=== Required work ===
Return only the line that contains "Q: For every instance of the decorative" and each line after it, through the last line of the data below, copied exactly.

[START OF Listing]

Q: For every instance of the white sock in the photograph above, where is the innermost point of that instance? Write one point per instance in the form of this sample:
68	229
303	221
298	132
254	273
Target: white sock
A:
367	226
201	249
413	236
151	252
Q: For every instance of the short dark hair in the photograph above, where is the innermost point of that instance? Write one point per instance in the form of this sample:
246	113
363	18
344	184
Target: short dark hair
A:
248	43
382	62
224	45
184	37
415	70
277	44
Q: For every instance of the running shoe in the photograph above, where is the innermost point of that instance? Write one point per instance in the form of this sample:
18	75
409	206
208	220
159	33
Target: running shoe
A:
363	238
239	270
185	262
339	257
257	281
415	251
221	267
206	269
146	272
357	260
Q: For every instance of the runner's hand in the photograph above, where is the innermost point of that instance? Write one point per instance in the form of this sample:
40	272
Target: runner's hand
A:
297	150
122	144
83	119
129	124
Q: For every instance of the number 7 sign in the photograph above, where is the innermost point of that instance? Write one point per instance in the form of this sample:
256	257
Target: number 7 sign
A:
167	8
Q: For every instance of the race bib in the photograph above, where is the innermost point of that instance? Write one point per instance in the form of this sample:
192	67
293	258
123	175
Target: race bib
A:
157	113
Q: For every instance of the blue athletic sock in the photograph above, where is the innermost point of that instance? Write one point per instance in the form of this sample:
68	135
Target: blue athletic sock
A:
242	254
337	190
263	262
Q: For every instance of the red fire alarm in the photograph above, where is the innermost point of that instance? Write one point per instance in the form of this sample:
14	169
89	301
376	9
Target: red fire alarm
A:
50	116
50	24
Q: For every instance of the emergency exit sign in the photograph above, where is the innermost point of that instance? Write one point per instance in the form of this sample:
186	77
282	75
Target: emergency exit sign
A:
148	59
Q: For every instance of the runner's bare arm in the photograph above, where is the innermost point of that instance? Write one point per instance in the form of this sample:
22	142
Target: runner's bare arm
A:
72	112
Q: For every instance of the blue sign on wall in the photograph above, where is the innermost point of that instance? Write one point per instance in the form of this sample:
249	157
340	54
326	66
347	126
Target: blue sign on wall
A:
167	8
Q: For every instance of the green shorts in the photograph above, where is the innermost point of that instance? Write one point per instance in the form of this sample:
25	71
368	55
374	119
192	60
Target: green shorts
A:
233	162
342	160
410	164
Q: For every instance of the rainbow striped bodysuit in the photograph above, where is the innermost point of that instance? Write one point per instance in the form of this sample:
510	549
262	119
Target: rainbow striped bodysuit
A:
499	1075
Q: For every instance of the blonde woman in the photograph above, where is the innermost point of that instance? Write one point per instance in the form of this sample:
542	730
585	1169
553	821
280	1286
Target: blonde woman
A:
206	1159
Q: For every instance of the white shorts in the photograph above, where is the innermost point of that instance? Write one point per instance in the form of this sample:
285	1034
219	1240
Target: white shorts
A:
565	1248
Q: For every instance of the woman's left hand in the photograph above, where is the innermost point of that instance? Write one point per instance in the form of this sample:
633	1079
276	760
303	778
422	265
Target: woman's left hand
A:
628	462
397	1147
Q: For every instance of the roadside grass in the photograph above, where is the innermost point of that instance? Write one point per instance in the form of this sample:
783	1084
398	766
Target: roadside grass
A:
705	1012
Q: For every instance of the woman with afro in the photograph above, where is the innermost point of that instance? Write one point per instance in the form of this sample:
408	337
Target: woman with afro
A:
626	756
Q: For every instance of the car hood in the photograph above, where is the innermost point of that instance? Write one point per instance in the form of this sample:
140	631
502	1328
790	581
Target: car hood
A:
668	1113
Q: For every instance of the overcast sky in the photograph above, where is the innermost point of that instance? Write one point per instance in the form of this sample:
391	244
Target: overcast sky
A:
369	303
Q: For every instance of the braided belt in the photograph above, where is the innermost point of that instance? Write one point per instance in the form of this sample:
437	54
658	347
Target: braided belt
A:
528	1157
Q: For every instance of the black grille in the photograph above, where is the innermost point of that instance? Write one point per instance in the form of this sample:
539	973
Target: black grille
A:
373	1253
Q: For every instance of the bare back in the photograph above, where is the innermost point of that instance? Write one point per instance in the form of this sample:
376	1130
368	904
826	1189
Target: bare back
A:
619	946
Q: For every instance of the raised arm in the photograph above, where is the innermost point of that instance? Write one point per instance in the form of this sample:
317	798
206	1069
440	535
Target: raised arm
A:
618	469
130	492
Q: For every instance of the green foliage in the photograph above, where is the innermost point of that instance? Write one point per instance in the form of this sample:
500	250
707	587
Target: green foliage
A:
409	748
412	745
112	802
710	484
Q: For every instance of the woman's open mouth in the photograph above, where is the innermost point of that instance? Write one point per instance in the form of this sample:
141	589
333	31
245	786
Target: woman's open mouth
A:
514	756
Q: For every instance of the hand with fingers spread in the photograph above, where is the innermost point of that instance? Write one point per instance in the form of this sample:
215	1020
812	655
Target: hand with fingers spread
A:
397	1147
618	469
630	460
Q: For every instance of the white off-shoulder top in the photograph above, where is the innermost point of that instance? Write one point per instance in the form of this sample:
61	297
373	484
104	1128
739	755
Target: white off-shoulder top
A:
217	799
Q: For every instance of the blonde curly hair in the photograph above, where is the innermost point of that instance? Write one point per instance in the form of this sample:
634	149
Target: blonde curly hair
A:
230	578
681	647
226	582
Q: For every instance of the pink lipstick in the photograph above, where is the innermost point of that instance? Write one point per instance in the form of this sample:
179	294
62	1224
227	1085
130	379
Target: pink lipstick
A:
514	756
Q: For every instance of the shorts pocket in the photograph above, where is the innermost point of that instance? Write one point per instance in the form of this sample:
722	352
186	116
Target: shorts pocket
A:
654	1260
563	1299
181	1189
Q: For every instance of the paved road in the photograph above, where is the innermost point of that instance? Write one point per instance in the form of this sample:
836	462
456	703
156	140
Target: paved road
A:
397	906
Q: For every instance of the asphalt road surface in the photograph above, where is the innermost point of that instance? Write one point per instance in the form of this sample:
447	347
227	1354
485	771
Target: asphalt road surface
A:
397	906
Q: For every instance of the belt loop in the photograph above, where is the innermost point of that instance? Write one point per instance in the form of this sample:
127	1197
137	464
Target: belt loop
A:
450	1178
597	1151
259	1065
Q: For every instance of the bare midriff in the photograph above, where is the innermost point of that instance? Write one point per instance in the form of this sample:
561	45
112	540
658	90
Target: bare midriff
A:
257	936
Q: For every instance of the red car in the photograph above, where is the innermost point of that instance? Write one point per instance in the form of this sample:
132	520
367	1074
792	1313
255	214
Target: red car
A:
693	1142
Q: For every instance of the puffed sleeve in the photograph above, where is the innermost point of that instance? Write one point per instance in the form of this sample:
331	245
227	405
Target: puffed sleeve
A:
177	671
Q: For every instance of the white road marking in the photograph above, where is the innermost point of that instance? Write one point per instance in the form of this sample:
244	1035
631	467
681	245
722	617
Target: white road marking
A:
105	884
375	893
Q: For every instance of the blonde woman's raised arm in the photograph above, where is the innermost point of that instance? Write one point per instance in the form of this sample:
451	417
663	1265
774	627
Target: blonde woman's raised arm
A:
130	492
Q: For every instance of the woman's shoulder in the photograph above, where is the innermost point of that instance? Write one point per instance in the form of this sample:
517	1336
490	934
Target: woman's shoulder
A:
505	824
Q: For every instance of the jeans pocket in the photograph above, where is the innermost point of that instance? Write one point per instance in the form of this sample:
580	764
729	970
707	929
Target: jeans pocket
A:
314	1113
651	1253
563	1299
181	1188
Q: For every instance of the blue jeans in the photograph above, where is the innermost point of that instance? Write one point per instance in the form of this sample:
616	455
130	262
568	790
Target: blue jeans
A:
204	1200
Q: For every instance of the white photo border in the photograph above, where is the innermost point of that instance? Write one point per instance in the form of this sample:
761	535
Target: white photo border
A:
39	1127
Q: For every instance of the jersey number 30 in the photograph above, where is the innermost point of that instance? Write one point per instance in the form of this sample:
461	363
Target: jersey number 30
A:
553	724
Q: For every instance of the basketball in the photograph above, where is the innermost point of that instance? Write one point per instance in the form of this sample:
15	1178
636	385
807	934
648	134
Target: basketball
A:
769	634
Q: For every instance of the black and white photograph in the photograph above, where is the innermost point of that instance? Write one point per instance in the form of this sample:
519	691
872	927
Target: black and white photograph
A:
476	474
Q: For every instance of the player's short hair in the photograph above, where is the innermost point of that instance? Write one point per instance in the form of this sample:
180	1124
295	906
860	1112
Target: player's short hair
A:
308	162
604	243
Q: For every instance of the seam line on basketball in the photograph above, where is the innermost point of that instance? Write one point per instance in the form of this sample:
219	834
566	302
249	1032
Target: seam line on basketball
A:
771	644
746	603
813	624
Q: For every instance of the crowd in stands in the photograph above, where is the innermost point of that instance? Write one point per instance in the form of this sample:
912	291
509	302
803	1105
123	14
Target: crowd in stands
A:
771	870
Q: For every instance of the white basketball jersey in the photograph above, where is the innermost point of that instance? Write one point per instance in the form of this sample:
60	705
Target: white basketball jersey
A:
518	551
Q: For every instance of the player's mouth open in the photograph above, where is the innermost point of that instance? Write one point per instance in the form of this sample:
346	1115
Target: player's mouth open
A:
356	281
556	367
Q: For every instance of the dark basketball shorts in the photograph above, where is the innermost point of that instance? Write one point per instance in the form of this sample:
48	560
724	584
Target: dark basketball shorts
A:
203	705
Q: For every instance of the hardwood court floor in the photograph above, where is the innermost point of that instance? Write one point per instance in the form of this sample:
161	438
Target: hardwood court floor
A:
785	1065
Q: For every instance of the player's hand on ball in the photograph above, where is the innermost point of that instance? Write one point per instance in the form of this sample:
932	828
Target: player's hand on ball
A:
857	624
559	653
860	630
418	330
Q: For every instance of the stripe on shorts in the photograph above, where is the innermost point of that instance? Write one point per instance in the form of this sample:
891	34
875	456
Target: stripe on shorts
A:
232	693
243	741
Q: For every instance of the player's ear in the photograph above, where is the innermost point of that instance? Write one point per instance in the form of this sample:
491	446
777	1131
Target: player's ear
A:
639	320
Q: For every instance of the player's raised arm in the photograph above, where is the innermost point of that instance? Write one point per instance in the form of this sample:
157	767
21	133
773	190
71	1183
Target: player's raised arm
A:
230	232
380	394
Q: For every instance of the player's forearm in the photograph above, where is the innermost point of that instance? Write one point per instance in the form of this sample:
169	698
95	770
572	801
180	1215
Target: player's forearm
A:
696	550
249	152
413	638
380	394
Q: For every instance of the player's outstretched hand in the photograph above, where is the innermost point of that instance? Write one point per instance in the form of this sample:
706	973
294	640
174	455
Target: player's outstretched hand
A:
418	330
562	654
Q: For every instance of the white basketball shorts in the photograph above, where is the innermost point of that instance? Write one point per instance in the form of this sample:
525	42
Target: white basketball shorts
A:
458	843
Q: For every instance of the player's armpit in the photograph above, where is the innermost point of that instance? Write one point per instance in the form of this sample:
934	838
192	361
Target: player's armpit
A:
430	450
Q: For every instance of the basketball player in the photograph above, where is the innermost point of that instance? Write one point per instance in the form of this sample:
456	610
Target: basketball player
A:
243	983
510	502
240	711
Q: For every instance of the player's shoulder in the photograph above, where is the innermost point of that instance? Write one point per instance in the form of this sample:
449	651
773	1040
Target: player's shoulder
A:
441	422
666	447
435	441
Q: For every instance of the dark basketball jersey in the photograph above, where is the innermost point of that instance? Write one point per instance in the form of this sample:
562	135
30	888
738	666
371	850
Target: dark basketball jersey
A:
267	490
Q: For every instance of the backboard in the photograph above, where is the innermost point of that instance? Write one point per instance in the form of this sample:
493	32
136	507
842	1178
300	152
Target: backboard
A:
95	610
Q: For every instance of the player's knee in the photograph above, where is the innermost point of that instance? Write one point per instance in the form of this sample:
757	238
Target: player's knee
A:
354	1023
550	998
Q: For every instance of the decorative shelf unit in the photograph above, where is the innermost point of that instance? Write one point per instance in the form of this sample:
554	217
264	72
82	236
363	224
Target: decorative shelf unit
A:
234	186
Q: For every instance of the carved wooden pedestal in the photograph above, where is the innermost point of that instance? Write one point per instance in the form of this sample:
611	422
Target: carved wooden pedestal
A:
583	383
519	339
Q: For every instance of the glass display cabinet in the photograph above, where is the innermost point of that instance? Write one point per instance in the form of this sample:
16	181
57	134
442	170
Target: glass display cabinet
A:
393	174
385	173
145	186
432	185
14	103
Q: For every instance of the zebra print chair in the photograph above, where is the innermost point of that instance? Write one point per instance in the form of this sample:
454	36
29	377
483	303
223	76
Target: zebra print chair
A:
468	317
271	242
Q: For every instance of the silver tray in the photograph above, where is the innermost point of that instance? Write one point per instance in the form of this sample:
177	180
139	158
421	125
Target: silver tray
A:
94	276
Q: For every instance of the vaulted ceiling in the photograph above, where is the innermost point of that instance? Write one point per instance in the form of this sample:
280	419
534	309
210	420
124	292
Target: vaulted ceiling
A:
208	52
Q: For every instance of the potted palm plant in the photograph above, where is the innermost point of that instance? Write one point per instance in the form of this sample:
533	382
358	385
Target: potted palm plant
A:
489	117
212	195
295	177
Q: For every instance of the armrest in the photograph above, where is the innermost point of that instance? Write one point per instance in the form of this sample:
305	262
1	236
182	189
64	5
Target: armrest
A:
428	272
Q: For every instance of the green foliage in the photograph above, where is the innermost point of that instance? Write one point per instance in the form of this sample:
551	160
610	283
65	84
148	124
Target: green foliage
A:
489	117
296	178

[END OF Listing]

=== Solution to this exercise ===
Q: For every instance of the decorative shelf unit in the photograph above, where is the innermost point of that instance? Write one point per instance in the form of this sample:
554	217
264	72
82	236
363	224
Target: decorative shelf unit
A:
234	186
Q: For every instance of the carved wooden pedestal in the photograph above, where is the innermost point of that instance? Write one point per instance in the form of this sample:
611	422
Target: carved wooden pedestal
A:
583	383
519	339
Q: For every instance of the glass display cabinet in the photograph above, where is the innermost point of that instance? Write one point per instance in the form of this sample:
16	181
57	134
442	170
Target: glass display cabinet
A:
393	174
385	173
145	186
432	185
14	103
Q: For every instance of the zebra print chair in the photograph above, where is the innermost point of that instance? Write one point per instance in the form of this sample:
454	36
29	377
483	303
223	76
Target: zebra print chair
A:
468	317
271	242
Q: For every instance of the silver tray in the photograph above, where is the innermost point of that instance? Write one point per instance in the form of this sample:
177	180
139	158
421	125
Target: silver tray
A:
94	276
Q: For every instance of the vaulted ceiling in the photograph above, where is the innermost point of that instance? Write one point per instance in the form of this sample:
280	419
534	309
210	420
124	292
Target: vaulted ceiling
A:
208	52
Q: For every instance of the potted palm plant in the photograph above, where is the innermost point of that instance? Write one point per instance in the form of this sample:
533	382
358	385
Target: potted palm plant
A:
489	117
212	195
295	177
Q: For every instance of the armrest in the photograph above, where is the innermost point of that instance? Write one point per instance in the form of this sample:
305	262
1	236
182	189
64	5
Target: armrest
A:
428	272
Q: For every instance of the green foliage in the photograph above, where is the innermost point of that instance? Write one point per instance in the form of this sample:
551	160
610	283
65	84
148	124
Target: green foliage
A:
489	117
296	178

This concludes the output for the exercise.